What is the count of lines in the data that hold the string "rough"? State the number alone.

Top of RECORD SET

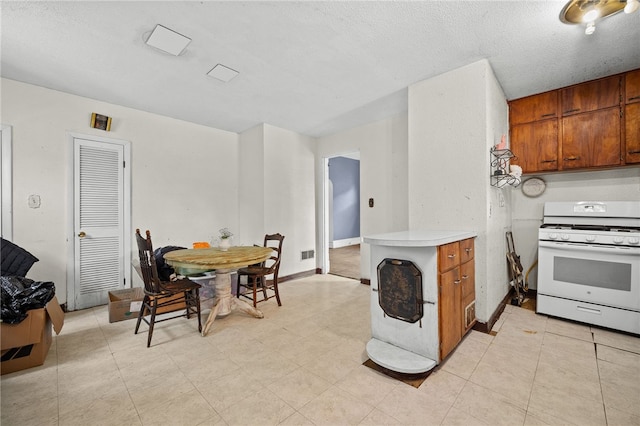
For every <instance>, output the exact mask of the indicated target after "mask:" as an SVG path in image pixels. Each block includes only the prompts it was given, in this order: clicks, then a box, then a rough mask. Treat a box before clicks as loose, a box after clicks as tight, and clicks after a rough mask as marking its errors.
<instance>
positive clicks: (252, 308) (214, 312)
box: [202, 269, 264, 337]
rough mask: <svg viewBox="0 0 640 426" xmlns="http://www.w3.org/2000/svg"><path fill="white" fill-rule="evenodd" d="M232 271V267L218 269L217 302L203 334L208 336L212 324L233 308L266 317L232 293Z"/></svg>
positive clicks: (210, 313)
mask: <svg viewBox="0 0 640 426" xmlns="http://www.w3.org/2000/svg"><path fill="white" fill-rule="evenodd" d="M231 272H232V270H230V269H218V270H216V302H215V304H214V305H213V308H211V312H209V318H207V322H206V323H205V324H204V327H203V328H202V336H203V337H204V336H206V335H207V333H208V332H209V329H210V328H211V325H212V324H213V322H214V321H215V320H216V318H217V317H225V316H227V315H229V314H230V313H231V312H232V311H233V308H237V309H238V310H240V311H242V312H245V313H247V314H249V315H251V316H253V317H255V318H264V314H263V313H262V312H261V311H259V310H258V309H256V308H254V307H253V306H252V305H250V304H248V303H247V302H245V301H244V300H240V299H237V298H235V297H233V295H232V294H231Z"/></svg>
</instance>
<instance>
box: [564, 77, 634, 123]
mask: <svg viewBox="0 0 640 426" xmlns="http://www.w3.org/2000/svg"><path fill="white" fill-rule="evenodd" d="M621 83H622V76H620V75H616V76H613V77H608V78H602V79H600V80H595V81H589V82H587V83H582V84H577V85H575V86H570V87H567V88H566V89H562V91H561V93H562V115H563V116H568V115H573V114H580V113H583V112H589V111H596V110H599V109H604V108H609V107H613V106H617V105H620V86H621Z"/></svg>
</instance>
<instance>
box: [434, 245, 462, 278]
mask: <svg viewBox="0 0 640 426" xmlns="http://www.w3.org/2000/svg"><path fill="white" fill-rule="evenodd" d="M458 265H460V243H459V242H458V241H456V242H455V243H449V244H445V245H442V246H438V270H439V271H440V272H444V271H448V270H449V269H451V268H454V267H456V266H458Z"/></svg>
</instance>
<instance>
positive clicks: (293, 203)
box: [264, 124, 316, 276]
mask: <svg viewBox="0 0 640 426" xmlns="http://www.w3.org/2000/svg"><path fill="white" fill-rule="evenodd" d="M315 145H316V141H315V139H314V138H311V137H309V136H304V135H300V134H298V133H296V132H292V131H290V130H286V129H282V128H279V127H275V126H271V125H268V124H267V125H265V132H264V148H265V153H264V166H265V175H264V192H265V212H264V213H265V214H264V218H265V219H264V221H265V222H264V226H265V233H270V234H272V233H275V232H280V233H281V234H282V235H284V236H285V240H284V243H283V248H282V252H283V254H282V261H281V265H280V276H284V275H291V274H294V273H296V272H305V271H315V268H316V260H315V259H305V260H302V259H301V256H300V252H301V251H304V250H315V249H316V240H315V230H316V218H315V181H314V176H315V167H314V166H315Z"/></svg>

Bottom of RECORD SET

YOUR RESPONSE: 2